■ **Short problem**:
Reproduce each of the entries below verbatim, keeping every line and character unchanged.

■ **Material shown**:
+ + + + + + +

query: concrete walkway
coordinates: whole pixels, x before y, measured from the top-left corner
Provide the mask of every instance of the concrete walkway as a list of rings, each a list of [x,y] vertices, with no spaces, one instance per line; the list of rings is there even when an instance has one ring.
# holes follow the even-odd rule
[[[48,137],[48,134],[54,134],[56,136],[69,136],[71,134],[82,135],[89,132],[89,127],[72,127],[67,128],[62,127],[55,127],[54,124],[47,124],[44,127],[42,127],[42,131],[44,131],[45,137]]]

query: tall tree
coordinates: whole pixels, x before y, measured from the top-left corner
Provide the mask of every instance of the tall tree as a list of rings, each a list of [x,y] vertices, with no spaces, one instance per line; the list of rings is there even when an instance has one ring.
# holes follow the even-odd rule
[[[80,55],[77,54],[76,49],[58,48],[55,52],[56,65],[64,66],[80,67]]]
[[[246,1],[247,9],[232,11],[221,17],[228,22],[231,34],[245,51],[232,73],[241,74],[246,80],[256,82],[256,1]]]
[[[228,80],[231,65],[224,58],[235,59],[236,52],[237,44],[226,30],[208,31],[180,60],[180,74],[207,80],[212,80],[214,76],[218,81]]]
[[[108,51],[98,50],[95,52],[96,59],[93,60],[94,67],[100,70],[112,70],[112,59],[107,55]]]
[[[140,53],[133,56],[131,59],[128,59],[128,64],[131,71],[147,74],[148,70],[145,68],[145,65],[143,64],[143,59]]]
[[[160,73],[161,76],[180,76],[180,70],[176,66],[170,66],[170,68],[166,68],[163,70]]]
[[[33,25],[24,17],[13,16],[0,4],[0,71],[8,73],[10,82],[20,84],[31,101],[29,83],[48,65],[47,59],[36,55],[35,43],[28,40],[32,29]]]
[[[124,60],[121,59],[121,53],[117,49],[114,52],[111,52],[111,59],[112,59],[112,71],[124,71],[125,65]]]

+ + + + + + +

■ **Answer**:
query: concrete walkway
coordinates: whole pixels, x before y, measured from the top-left corner
Provide the mask of every instance of the concrete walkway as a list of rings, each a list of [x,y] vertices, with no spaces, one instance per line; the list of rings is there even when an instance has one ring.
# holes follow the even-odd rule
[[[48,137],[48,134],[54,134],[56,136],[69,136],[71,134],[82,135],[89,132],[89,127],[72,127],[67,128],[62,127],[55,127],[54,124],[47,124],[44,127],[42,127],[42,131],[44,131],[45,137]]]

query: tall tree
coordinates: whole pixels, x before y, measured from the top-left corner
Provide the mask of every instance of the tall tree as a list of rings, each a list of [x,y] vertices, with no spaces, one instance per line; the list of rings is there even when an instance has one ring.
# holes follow the even-odd rule
[[[80,55],[77,54],[76,49],[58,48],[55,52],[56,65],[64,66],[80,67]]]
[[[246,1],[247,9],[232,11],[221,17],[228,22],[231,34],[245,51],[232,73],[241,74],[246,80],[256,82],[256,1]]]
[[[228,80],[231,65],[224,58],[235,59],[236,52],[237,44],[226,30],[208,31],[180,60],[180,74],[207,80],[212,80],[214,76],[218,81]]]
[[[108,51],[98,50],[95,52],[96,59],[93,60],[94,67],[100,70],[112,70],[112,59],[107,55]]]
[[[140,53],[133,56],[131,59],[128,59],[128,64],[131,71],[147,74],[148,70],[145,68],[145,65],[143,64],[143,59]]]
[[[160,73],[161,76],[180,76],[180,70],[176,66],[170,66],[170,68],[166,68],[163,70]]]
[[[33,25],[24,17],[13,16],[0,4],[0,71],[8,73],[10,82],[20,84],[31,101],[29,83],[48,65],[47,59],[36,55],[35,43],[28,40],[32,29]]]
[[[124,60],[121,59],[121,53],[117,49],[114,52],[111,52],[111,59],[112,59],[112,71],[124,71],[125,65]]]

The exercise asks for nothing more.